▶ Given problem:
Find each line in the records below that contains the string "blossom", and copy those lines.

[Source data]
—————
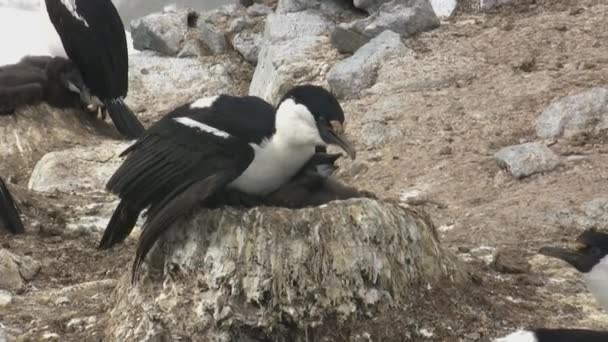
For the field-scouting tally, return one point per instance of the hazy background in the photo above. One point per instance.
(130, 9)
(25, 30)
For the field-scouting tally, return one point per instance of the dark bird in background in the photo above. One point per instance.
(555, 335)
(202, 148)
(93, 37)
(590, 258)
(34, 79)
(9, 214)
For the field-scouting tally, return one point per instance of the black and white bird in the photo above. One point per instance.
(555, 335)
(9, 214)
(93, 37)
(203, 147)
(590, 257)
(54, 80)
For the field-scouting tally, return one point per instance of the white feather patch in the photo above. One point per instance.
(597, 282)
(204, 102)
(519, 336)
(202, 127)
(71, 6)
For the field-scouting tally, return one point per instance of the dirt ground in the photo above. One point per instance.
(487, 78)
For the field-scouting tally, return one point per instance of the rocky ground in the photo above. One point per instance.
(493, 122)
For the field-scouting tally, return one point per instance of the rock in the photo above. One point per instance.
(257, 10)
(406, 19)
(582, 113)
(164, 83)
(248, 45)
(239, 24)
(160, 32)
(78, 169)
(295, 51)
(6, 298)
(490, 4)
(287, 6)
(510, 261)
(347, 41)
(15, 270)
(527, 159)
(444, 8)
(191, 48)
(597, 211)
(369, 5)
(212, 38)
(358, 72)
(281, 27)
(239, 275)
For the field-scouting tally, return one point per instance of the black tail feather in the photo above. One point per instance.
(9, 214)
(120, 226)
(124, 119)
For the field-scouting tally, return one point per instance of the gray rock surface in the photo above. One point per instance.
(160, 32)
(444, 8)
(78, 169)
(490, 4)
(248, 45)
(281, 27)
(403, 17)
(257, 10)
(295, 50)
(15, 270)
(240, 274)
(347, 41)
(377, 134)
(369, 5)
(190, 48)
(287, 6)
(582, 113)
(212, 38)
(6, 298)
(527, 159)
(163, 82)
(358, 72)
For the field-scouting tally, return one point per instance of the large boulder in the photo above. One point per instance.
(160, 83)
(295, 50)
(160, 32)
(79, 169)
(358, 72)
(279, 274)
(582, 113)
(404, 17)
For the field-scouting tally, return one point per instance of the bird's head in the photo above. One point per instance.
(315, 105)
(65, 72)
(591, 247)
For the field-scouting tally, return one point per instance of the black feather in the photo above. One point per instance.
(9, 213)
(124, 119)
(120, 226)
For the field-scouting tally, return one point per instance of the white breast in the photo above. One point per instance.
(273, 165)
(597, 282)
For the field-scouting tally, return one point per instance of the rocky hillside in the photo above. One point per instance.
(490, 116)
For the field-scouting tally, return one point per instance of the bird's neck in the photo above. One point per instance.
(295, 126)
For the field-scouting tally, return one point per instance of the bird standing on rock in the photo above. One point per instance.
(93, 37)
(56, 81)
(202, 148)
(9, 214)
(590, 257)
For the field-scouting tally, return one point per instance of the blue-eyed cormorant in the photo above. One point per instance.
(201, 148)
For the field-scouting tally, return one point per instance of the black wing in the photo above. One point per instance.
(170, 169)
(98, 48)
(9, 214)
(247, 117)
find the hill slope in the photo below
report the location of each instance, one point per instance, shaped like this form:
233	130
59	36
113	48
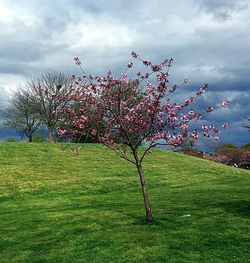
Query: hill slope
55	207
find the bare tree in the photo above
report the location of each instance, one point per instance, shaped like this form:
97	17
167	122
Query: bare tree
20	114
50	93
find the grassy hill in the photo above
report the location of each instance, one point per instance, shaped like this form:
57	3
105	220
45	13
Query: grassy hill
55	207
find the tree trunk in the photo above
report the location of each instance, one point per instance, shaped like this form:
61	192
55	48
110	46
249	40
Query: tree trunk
51	135
30	138
149	215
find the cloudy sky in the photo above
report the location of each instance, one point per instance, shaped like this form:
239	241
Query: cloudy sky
209	41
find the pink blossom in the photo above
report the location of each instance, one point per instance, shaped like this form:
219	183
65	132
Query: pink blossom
225	103
225	125
77	61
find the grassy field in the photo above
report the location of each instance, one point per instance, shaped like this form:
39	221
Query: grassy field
55	207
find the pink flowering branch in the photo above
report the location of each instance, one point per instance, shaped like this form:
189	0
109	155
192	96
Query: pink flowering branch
124	113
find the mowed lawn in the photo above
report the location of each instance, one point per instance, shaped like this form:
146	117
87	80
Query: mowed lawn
55	207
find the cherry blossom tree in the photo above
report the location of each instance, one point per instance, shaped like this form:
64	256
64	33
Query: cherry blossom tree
247	125
125	113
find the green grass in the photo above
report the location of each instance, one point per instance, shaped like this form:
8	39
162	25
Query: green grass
55	207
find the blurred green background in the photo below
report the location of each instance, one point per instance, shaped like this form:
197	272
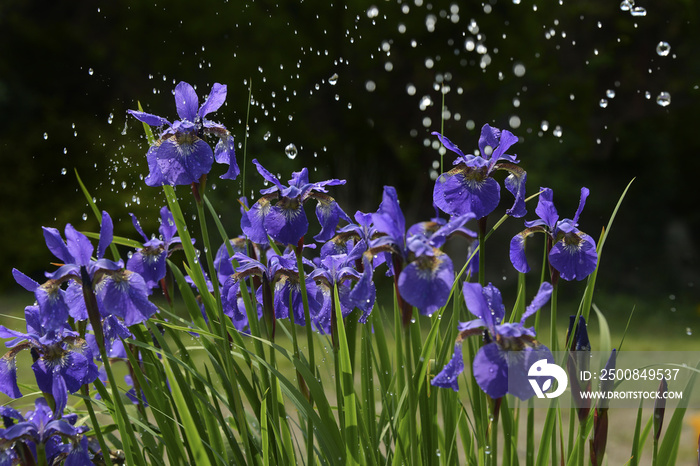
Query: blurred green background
578	82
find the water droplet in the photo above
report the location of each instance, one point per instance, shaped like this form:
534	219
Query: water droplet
663	49
291	151
638	11
664	99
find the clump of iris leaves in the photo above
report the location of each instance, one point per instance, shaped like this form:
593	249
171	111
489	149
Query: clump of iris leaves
283	356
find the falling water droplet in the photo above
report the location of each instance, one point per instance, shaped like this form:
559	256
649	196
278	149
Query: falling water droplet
664	99
638	11
291	151
663	49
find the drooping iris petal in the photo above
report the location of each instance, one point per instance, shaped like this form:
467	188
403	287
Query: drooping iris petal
125	294
214	101
491	370
540	299
286	221
328	213
186	101
389	218
426	282
477	305
181	160
517	253
463	190
253	221
78	245
8	376
581	203
515	183
545	208
575	256
225	152
149	262
448	377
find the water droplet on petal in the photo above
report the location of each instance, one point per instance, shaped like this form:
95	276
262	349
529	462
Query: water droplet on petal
638	11
663	49
291	151
664	99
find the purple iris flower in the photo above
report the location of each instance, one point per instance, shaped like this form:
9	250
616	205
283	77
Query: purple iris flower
469	187
285	220
41	426
510	348
63	361
337	270
150	261
571	252
180	156
280	281
425	273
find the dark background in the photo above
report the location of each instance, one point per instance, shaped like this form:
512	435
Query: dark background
70	70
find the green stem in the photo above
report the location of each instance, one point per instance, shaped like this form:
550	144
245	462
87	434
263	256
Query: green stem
553	322
411	415
482	250
85	389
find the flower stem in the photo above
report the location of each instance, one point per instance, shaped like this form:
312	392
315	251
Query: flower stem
482	250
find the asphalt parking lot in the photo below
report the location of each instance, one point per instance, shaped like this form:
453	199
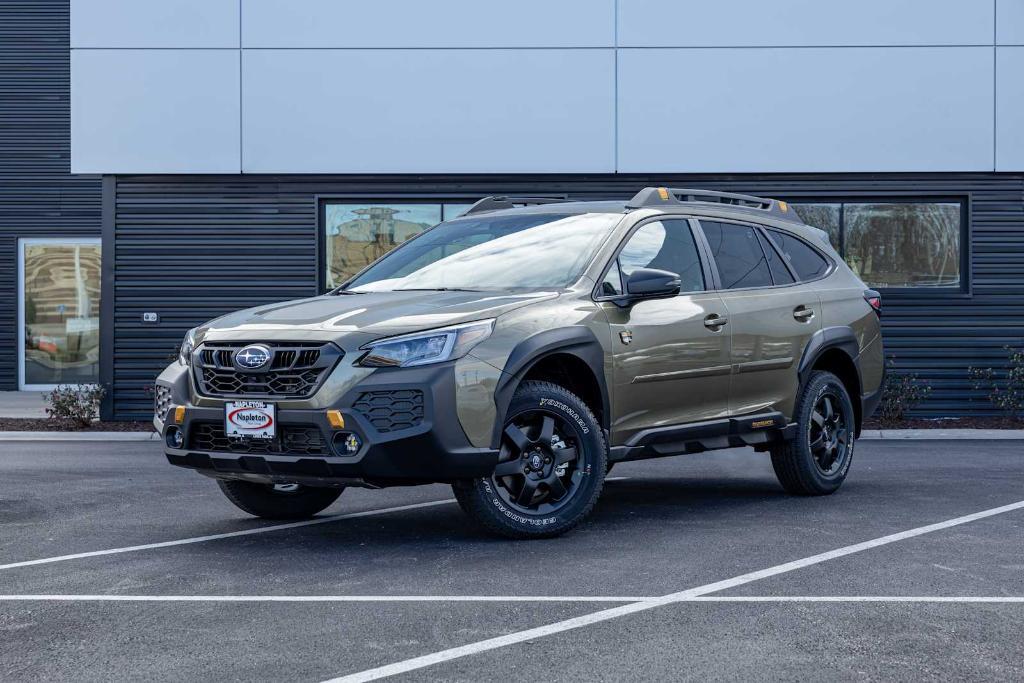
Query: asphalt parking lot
115	565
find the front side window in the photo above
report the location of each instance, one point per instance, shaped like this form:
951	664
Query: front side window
525	251
894	244
737	253
665	245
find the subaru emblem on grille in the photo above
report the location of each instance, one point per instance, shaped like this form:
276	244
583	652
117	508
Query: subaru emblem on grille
252	357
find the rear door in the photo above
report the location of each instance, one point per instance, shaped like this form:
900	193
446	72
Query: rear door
671	361
771	314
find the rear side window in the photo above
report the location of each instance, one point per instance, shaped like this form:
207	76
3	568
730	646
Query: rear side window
740	260
779	272
807	263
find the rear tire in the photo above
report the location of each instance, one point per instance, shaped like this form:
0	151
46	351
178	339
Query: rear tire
550	471
267	502
817	460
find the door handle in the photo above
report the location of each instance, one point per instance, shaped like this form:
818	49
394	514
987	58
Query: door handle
715	322
803	313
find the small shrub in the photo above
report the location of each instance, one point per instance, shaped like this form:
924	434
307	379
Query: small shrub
901	392
78	403
1006	393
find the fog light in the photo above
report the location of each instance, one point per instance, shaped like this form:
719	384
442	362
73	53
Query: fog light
175	438
347	443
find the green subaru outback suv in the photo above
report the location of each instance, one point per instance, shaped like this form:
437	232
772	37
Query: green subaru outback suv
519	351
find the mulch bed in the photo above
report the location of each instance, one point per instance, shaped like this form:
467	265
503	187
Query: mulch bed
51	425
949	423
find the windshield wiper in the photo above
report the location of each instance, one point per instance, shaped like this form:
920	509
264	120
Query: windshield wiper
434	289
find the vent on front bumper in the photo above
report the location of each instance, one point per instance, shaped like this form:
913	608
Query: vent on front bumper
161	400
296	370
292	440
391	411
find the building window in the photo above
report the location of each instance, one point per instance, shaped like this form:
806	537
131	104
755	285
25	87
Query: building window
894	244
58	311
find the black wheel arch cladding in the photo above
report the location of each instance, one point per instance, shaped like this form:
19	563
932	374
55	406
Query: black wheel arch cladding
577	341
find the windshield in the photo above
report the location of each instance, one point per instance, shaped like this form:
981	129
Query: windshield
526	251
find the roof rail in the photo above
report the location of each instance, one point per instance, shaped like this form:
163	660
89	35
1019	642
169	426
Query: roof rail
658	197
498	203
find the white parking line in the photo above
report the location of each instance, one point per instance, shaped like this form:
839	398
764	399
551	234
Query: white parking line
632	608
857	598
510	598
323	598
231	535
227	535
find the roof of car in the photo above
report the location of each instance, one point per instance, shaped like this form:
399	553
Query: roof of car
668	200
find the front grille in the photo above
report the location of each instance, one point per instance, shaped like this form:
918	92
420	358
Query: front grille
391	411
296	370
161	400
291	440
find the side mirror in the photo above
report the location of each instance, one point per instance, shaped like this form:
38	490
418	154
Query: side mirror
651	284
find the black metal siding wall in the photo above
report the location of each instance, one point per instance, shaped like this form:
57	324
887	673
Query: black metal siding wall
38	195
193	248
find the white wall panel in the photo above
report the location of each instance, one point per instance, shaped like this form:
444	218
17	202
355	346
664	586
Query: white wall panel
805	110
155	24
1010	22
428	24
1010	110
810	23
428	111
155	112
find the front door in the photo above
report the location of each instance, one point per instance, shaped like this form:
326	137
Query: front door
771	316
671	360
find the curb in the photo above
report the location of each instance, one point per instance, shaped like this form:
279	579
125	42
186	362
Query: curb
944	434
79	436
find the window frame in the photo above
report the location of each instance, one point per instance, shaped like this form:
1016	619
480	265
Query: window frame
710	275
57	240
966	288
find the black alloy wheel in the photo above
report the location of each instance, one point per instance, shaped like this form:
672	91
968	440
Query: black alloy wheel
539	465
829	433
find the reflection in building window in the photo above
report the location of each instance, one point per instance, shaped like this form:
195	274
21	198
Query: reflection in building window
60	308
894	244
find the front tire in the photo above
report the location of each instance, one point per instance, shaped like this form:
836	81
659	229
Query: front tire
816	462
279	501
550	470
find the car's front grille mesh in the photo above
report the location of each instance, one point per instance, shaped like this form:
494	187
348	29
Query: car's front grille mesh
161	400
296	371
391	411
291	440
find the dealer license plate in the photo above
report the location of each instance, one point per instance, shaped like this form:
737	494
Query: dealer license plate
251	419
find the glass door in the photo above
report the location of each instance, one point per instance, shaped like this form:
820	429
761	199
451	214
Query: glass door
58	311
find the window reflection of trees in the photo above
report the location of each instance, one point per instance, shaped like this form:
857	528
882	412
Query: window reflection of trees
896	244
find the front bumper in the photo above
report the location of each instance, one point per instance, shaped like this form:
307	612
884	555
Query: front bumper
425	444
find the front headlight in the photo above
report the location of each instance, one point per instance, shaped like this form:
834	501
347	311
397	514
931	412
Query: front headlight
187	346
425	347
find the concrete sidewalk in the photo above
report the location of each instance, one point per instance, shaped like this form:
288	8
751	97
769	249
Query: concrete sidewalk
22	404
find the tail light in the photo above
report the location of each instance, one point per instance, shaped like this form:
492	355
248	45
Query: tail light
873	300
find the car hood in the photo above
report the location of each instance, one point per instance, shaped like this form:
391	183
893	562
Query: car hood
372	314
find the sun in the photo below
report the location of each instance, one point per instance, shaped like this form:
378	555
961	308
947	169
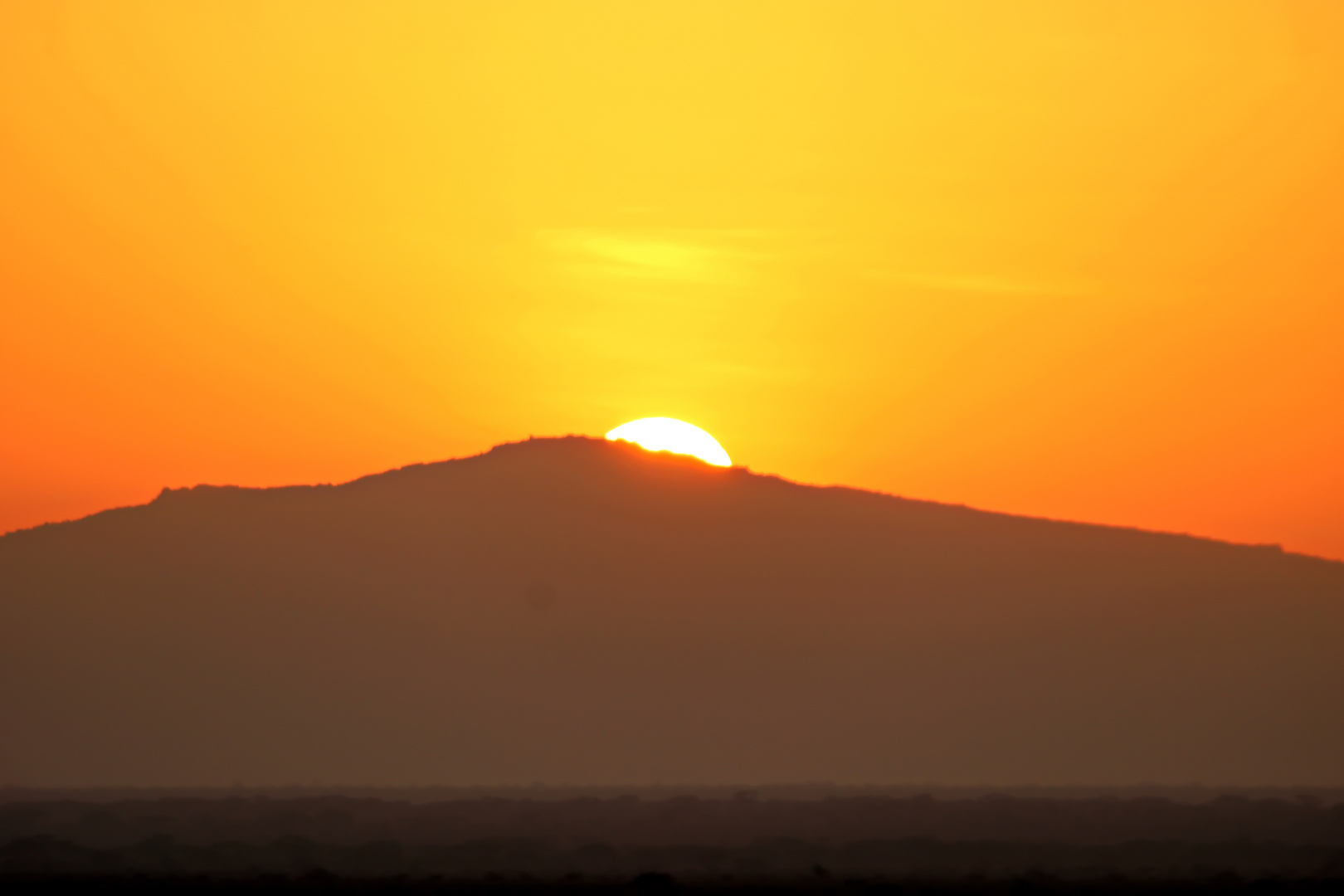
—————
▶ Answer:
find the pink blossom in the photo above
Query: pink blossom
find the cherry blossom tree in the photo above
Query: cherry blossom tree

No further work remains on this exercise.